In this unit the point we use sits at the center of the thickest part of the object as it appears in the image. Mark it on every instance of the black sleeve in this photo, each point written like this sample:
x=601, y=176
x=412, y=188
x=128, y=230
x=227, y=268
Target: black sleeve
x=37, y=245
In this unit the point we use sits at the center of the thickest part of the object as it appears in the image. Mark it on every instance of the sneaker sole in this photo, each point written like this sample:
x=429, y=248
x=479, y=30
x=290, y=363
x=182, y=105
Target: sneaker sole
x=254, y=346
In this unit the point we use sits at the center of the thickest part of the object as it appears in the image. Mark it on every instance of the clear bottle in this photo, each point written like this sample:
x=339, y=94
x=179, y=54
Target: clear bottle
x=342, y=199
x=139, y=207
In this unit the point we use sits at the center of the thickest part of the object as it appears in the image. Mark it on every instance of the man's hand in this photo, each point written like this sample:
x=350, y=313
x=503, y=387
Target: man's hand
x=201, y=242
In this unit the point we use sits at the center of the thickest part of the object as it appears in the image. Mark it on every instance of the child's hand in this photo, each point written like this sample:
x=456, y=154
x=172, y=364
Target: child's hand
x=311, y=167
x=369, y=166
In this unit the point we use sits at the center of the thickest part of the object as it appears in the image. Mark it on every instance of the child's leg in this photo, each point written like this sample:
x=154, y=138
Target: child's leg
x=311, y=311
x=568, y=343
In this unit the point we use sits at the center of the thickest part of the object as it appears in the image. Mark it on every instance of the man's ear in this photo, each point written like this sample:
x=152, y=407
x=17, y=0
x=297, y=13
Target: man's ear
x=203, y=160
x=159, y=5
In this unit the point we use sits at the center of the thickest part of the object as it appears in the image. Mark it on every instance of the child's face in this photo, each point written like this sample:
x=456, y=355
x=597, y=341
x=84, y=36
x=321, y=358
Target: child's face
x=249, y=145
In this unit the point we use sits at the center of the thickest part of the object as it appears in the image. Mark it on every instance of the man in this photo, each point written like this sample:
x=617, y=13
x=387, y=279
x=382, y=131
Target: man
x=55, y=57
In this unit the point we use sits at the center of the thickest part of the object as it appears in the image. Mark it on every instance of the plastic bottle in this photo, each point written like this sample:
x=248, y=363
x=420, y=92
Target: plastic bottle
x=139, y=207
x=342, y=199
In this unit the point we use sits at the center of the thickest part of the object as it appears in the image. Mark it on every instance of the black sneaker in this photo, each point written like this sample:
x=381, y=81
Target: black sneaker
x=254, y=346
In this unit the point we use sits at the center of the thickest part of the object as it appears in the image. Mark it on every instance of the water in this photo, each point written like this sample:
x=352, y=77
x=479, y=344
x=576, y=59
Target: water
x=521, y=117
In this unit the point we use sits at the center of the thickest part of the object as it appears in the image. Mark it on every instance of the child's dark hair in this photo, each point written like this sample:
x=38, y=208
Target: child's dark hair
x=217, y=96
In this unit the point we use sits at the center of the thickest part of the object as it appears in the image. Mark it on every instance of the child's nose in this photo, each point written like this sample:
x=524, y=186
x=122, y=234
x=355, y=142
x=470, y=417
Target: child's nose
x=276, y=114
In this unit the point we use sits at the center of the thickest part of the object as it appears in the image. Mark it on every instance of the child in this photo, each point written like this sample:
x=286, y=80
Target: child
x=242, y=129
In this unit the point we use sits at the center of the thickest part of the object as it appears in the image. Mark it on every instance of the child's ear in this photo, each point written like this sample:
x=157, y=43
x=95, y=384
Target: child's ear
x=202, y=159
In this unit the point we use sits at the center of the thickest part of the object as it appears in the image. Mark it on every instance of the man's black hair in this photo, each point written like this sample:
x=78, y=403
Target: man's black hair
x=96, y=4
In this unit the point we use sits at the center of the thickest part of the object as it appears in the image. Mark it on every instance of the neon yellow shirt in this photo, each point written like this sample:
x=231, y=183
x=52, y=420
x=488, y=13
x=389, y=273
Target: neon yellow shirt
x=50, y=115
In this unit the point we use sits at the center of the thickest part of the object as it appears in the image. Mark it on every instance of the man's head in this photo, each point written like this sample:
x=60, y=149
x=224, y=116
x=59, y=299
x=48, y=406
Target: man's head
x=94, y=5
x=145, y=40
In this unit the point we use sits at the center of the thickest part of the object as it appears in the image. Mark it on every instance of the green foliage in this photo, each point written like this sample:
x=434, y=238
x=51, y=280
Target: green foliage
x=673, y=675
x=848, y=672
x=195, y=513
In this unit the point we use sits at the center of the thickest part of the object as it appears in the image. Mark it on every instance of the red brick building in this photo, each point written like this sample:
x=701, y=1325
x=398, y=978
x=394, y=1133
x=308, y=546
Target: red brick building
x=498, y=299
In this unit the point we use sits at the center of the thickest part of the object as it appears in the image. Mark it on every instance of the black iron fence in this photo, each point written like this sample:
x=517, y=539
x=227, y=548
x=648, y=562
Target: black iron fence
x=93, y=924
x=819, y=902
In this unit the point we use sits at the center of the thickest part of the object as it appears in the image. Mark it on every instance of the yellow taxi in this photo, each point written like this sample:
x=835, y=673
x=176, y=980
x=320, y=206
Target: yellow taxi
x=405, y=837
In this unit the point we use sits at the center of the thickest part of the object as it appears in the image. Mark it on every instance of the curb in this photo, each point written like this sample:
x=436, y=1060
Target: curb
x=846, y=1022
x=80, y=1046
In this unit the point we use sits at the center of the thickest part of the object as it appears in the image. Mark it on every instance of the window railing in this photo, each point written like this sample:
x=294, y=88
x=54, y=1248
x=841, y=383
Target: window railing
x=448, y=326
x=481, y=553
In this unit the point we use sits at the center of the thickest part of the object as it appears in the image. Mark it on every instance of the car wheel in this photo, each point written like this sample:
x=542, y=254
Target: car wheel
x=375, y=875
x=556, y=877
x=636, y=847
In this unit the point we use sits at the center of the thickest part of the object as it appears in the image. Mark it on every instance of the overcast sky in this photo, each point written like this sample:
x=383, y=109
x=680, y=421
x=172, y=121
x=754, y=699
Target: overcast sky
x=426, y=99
▬▬▬▬▬▬
→ **What you have to do**
The lines needed run from the first line of the data through the line containing "x=227, y=268"; give them again exactly and nothing else.

→ **Exercise result**
In this unit the point we use sits at the center of the thickest part of the object as it appears in the image. Mark it on every instance of the black sleeve in this photo, each point written like this sample:
x=601, y=176
x=412, y=188
x=128, y=230
x=227, y=268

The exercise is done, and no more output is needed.